REQUIREMENTS >> Collect every line of the rows below that contains the string "chain", matching its case exactly.

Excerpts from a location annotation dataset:

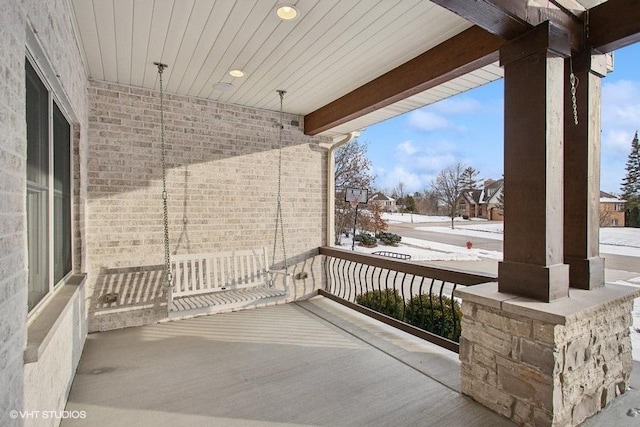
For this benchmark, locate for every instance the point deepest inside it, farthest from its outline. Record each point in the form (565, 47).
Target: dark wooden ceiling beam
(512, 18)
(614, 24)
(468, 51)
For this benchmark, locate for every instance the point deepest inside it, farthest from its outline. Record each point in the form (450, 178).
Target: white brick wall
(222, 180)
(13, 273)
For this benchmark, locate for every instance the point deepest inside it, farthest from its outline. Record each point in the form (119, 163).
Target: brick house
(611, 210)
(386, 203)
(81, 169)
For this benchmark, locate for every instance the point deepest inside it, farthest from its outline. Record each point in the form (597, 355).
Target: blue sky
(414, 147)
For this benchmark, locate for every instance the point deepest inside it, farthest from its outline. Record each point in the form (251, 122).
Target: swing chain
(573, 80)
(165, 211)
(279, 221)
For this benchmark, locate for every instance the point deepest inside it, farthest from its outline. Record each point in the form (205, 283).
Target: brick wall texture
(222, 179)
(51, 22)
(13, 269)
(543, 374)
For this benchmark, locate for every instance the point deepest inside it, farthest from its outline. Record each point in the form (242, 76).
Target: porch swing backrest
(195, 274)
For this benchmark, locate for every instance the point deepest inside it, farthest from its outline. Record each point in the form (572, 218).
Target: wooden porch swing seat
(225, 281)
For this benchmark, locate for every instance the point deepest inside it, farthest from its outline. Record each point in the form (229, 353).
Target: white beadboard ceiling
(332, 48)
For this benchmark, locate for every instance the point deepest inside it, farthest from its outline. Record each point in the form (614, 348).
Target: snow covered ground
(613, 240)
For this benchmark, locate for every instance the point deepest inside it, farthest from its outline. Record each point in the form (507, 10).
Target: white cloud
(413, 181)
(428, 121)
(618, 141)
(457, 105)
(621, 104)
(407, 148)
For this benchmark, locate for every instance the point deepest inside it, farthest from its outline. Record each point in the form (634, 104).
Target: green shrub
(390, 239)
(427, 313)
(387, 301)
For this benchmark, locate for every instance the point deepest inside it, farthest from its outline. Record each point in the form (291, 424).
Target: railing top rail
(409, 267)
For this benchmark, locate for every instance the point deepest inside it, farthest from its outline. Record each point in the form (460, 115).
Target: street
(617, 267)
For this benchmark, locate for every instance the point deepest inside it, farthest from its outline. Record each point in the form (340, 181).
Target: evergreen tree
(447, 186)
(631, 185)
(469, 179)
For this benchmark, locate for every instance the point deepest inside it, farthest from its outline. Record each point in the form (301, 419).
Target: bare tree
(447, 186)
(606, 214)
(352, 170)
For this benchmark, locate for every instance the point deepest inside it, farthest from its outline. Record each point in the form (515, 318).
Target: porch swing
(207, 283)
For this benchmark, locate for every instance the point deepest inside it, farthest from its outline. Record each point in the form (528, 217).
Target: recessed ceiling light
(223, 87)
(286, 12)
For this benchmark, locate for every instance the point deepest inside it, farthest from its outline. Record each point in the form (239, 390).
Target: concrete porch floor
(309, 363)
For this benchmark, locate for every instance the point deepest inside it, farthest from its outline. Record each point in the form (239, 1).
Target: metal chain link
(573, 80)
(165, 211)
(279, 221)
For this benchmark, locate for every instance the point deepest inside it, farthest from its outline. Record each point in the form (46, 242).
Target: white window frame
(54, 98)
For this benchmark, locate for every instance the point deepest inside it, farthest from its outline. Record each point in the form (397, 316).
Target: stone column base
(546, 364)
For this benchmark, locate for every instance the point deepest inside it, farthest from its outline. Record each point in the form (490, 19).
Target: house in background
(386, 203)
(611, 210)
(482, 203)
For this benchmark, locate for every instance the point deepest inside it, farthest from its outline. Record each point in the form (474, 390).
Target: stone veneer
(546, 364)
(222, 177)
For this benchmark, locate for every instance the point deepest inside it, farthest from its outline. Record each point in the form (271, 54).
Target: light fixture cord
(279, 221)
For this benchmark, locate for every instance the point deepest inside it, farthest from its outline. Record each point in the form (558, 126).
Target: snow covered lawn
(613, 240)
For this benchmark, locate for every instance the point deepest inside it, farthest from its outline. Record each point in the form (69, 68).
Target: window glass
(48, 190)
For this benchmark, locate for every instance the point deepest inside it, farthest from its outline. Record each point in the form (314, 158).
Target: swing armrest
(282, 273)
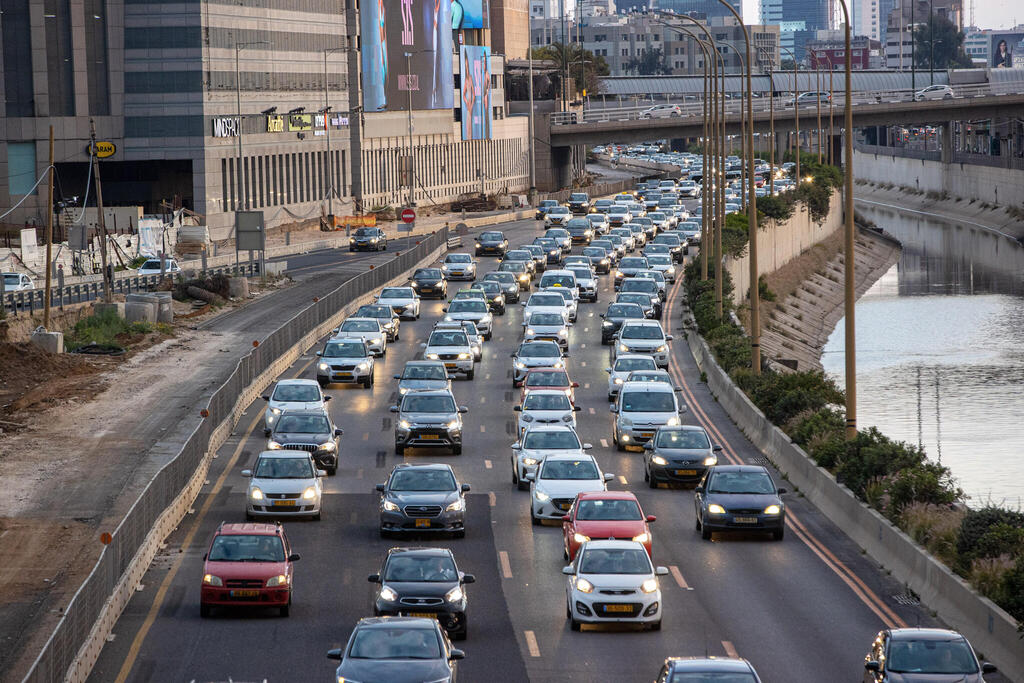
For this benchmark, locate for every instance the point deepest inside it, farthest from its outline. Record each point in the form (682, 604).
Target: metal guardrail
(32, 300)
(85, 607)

...

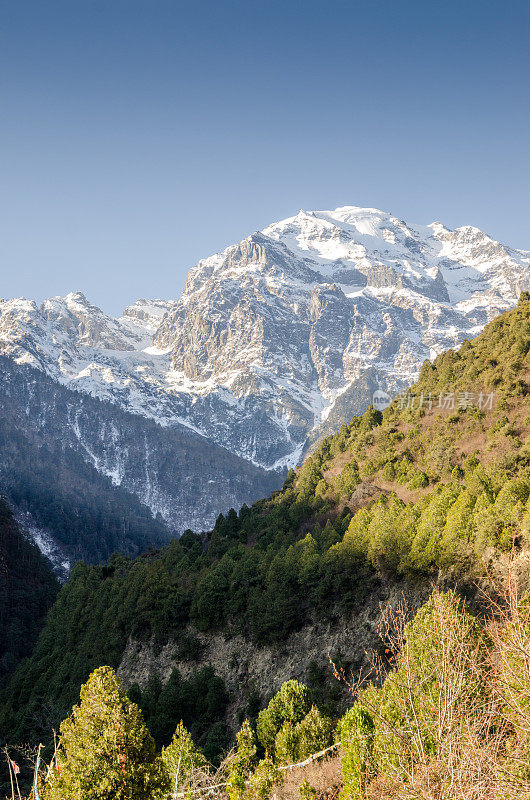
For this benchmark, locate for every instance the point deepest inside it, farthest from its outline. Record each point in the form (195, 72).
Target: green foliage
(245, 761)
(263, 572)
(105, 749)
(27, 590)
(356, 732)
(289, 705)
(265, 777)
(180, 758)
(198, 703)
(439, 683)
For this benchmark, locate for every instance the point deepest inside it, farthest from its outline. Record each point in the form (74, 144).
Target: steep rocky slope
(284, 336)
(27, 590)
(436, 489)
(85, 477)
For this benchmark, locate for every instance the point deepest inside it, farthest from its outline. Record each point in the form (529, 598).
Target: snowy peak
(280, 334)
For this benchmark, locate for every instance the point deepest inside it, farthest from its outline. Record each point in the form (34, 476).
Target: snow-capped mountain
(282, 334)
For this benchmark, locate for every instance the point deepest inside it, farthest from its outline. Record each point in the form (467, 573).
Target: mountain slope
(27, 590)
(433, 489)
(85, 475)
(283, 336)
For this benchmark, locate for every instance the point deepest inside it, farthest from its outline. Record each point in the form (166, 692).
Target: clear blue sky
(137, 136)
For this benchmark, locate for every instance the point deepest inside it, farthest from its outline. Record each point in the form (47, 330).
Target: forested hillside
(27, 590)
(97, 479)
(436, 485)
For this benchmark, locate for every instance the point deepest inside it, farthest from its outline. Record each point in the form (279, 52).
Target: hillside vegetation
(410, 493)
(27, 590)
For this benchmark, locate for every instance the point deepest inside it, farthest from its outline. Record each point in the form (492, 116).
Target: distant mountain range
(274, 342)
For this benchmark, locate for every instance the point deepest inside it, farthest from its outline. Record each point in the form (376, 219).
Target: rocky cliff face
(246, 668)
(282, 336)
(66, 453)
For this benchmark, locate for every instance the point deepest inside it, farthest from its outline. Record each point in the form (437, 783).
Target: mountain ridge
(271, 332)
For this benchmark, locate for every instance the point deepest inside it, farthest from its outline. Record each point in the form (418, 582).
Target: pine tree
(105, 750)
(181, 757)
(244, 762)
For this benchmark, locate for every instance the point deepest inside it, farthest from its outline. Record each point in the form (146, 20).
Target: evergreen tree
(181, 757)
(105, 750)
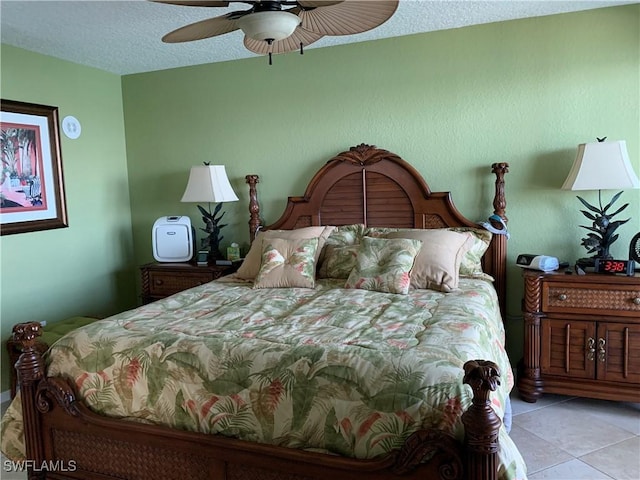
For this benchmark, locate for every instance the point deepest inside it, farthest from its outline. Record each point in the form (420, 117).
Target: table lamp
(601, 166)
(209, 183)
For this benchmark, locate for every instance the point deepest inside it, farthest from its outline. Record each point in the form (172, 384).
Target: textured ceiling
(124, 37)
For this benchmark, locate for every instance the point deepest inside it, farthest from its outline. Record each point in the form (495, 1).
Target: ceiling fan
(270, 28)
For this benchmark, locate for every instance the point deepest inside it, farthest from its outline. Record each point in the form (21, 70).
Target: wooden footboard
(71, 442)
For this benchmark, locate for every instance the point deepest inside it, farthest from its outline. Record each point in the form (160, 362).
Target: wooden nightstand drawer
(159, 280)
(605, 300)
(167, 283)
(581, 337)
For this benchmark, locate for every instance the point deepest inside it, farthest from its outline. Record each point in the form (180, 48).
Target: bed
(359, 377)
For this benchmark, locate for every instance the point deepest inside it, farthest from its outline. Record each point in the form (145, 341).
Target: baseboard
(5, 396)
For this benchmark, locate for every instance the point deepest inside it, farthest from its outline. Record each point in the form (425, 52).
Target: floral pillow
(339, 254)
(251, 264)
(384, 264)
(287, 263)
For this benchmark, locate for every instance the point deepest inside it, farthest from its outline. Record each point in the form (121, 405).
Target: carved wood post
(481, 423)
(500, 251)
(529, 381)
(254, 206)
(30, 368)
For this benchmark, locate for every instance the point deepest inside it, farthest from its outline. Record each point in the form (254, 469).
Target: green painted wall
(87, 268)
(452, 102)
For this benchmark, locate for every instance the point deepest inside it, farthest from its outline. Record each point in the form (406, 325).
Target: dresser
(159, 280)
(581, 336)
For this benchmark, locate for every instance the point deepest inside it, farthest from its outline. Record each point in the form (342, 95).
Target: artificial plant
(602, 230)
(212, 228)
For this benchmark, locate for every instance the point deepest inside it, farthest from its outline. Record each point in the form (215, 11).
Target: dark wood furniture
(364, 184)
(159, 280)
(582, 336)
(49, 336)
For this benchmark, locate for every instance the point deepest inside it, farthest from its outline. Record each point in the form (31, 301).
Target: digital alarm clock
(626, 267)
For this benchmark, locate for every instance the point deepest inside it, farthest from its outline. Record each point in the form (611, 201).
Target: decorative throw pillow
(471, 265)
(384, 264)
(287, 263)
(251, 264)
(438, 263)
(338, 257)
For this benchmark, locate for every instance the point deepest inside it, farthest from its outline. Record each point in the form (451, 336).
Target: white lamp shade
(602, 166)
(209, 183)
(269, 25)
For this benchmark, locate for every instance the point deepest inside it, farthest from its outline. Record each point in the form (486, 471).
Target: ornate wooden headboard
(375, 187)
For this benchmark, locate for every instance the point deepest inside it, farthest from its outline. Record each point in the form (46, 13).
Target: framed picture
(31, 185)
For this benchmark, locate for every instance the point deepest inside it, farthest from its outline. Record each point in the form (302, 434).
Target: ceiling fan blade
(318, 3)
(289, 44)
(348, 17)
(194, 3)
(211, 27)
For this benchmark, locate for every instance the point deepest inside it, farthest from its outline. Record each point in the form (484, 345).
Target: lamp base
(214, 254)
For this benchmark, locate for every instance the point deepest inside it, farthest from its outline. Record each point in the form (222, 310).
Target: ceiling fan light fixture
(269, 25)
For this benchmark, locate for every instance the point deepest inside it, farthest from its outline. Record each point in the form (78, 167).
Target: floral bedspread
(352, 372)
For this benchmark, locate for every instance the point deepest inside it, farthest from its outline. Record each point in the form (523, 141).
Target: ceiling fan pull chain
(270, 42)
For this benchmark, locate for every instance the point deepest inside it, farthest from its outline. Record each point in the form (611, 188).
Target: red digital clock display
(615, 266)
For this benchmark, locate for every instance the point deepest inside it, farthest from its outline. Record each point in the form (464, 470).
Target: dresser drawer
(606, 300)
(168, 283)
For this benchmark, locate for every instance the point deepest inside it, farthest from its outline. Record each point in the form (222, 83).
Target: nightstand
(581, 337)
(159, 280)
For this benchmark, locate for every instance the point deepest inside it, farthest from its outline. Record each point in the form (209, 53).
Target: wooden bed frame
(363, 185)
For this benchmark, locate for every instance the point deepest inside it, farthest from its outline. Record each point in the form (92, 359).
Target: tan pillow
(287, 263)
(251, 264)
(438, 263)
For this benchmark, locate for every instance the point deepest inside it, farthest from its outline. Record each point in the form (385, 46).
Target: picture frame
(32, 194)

...

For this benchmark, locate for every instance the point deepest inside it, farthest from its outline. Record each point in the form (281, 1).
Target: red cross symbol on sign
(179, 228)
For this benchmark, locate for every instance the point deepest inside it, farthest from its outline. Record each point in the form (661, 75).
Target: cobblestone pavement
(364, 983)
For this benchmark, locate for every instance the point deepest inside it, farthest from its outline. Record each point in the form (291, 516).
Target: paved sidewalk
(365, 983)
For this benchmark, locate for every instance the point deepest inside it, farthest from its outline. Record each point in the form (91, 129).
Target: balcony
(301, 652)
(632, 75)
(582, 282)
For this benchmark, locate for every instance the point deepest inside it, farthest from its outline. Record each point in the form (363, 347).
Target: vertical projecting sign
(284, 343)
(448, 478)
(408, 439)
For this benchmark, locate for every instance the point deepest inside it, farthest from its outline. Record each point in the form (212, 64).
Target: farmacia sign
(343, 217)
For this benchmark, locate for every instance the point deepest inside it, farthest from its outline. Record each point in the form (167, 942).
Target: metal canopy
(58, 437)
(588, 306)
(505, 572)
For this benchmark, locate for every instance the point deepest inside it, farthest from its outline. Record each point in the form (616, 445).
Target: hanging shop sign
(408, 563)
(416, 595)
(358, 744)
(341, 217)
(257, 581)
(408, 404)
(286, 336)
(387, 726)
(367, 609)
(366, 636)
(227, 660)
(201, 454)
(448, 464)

EXERCISE ANSWER >>
Target: swing chain
Target: metal chain link
Target: ceiling fan pull chain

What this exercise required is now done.